* Task requirements *
When you output the records, match them exactly and omit any picture they include.

* Information given *
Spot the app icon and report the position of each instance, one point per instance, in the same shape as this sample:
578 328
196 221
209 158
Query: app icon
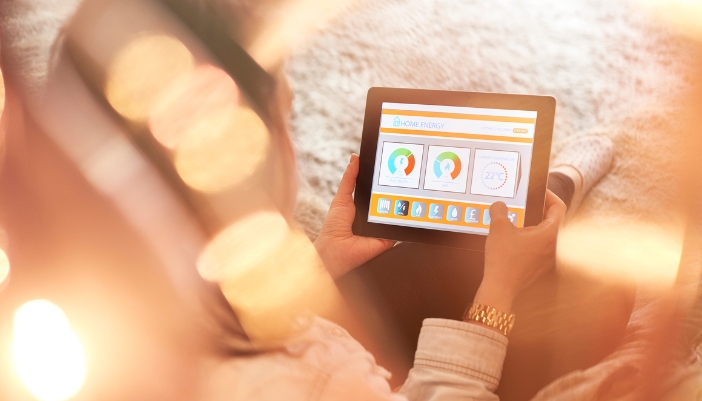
436 211
401 208
472 215
419 209
512 216
454 213
384 205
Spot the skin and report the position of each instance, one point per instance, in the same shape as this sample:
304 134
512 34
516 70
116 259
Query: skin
514 257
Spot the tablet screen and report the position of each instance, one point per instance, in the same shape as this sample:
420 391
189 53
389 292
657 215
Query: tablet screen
441 167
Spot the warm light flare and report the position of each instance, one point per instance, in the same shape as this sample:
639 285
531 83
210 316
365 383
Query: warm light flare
222 150
683 15
631 251
48 356
2 94
189 99
4 267
270 274
141 70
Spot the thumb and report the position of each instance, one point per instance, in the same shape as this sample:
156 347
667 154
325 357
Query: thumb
348 182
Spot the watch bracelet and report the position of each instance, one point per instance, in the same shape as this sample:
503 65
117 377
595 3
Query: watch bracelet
490 317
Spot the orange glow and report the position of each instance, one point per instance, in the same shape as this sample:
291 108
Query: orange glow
4 267
624 251
141 70
683 15
48 356
270 274
2 93
189 99
222 149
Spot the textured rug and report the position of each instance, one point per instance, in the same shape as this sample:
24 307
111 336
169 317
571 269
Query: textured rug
613 70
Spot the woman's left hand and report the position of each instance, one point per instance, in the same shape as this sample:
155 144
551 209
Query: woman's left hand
341 250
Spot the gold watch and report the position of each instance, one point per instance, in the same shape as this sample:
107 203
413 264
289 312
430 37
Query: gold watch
489 316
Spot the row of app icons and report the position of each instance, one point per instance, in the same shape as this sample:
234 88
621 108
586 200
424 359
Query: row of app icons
437 211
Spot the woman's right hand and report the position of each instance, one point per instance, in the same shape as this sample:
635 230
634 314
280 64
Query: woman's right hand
516 257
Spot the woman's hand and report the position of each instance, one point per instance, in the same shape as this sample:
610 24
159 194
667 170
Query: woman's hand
516 257
340 250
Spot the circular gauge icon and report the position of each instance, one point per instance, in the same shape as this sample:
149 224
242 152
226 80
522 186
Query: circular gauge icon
447 163
401 161
494 176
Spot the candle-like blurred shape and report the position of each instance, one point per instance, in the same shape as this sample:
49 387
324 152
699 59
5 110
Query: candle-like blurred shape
622 251
142 70
190 99
222 148
48 355
270 274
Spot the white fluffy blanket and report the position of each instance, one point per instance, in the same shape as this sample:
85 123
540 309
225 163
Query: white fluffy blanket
613 70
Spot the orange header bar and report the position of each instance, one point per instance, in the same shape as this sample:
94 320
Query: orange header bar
438 114
483 137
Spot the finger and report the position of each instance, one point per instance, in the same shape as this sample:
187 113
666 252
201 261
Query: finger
498 215
348 181
555 210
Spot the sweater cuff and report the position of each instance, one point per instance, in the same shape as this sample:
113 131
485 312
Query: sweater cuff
463 348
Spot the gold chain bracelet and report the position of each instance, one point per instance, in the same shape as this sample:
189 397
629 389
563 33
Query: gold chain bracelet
489 316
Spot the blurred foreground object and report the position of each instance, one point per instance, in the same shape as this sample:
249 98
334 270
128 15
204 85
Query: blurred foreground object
47 354
621 251
270 274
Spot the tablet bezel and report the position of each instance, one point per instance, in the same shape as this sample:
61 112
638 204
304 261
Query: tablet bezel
545 107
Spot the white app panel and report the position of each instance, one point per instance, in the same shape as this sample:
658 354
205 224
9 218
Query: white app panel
400 164
495 173
447 169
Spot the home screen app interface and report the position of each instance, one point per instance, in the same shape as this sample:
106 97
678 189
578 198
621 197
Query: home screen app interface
441 167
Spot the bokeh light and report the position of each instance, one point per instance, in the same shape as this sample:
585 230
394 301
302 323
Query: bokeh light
189 99
4 267
625 251
222 150
48 356
269 273
141 70
683 15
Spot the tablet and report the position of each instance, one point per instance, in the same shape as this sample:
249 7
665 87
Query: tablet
432 163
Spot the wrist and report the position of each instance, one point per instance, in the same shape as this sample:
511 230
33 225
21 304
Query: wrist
496 295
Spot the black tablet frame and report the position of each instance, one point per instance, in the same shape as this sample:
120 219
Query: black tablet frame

* Solution to this exercise *
Spot the app icon and report the position of each instance, one point per instance, in the same shape as this sample:
578 328
196 221
209 158
Query: app icon
436 211
401 208
472 215
419 209
512 216
454 213
384 205
Spot the skin and report the position of each instance, one point per instance, in the same shape as this sample:
304 134
512 34
516 70
116 259
Query: skin
514 257
Spot the tablet screen and report the position of each instance, one point per instance, in the same shape as this sample:
420 391
189 53
389 292
657 215
Query: tablet screen
441 167
Spot the warm light flare and report the position of each instance, one point per instance, in the same shape as this sample:
639 285
531 83
210 316
365 383
Query: warm light flare
222 150
683 15
631 251
48 356
2 94
189 99
4 267
270 274
141 70
Spot the thumb and report the position of each instance, one point per instance, in the same shape as this sample:
156 347
667 154
325 357
Query: thumb
348 182
Spot the watch bracelet and report the position of each instance, one point per instance, in the same shape as this sample:
503 65
117 377
595 3
Query: watch bracelet
490 317
Spot the orange glow and report the position of each instance, one point per instance, in the same shape as this sample:
291 108
Query: orange glow
4 267
624 251
141 70
683 15
48 356
270 274
2 93
189 99
222 149
Spot the textured rug and report the position of each instance, one point per instance, in the same shape as this sample:
24 307
111 336
169 317
571 269
Query: textured rug
613 70
Spot the woman's left hand and report the position of each instance, one point per instance, in the same shape as this sample:
155 144
551 209
Query: woman's left hand
341 250
Spot the gold watch and report the position of each instance, one point per instance, in the same shape as this sample:
107 203
413 264
289 312
430 37
Query: gold watch
489 316
Spot the row of app icons and report the position of each instance, one point per instance, in the same shape as this sample:
234 88
621 108
586 200
424 359
Query: row of app icons
437 211
Spot the woman's right hand and report the position of each instance, one point per instance, in the same shape as this sample:
635 230
634 314
280 64
Query: woman's right hand
516 257
Spot the woman's hand and report the position of each instance, one point per instance, in the same shape as this sample:
610 24
159 194
667 170
Query: woman's hand
516 257
340 250
Spot the circular gauge icon and report the position of each instance, one point per instance, in the same shape as this sample:
149 224
242 152
226 80
522 186
Query: circular gauge icon
447 163
401 161
494 176
Spot the candle-like blurred shape and report the position of each instance, one point per instance, in the same shape as this sample:
49 387
324 152
699 59
5 110
Query: candle-like blurred shape
622 251
142 70
190 99
222 148
48 355
270 274
Spot the white fluffy blanket and report the position of each instance, one point per instance, in the same shape as this sample:
85 123
540 309
225 163
Query: white fluffy blanket
613 70
Spot the orange header bar and report the position of each instance, one point per instance, in the same shape as this sample:
94 320
Query: orange header bar
438 114
483 137
Spot the finger and report the position of each instance, one point per instance, in the same shape as this sample:
187 113
666 252
201 261
Query: finger
498 215
348 181
555 210
Spot the sweater cuff and report the position of each instance, one point per instance, in the same shape as this sample:
113 131
485 312
Query: sweater cuff
463 348
Spot the gold chain bracelet and report the position of each instance, one point per instance, in the same shape as this sample:
189 397
629 389
563 33
Query: gold chain bracelet
489 316
Spot the blurred foreground object and report the position of each instance, one point per instance, in the same shape as this sample:
249 98
334 270
128 15
204 85
Query: blurred foreground object
47 354
621 251
270 274
Spot the tablet bezel and report the position of each instance, one point per instance, in the same shape as this sample:
61 112
638 204
304 261
Query: tablet bezel
545 107
Spot the white app panel and report the position of each instance, one point per instance, in the same shape as this sample:
658 354
205 224
9 218
Query: white app panel
400 164
495 173
447 169
Spot the home screen app interface and report the position of each instance, one point per instance, in the same shape as this sample:
106 97
678 189
578 198
621 197
Query: home screen app interface
441 167
Spot the bokeh light and report the position of each instance, one point per instance, in the same shape as this sample:
585 230
394 301
302 323
Query: bokeh light
189 99
4 267
625 251
222 150
48 356
269 273
141 70
683 15
Spot the tablet and report the position of each instance, one point per instance, in the same shape as this sample:
249 7
665 87
Query: tablet
432 163
Spot the wrist and report the position of each instance, one point per instance, in the same shape as this sample:
511 230
33 225
21 304
Query: wrist
496 295
Spot the black tablet frame and report the position of each instance, one point per instance, in the same shape as this sample:
120 219
Query: black tablet frame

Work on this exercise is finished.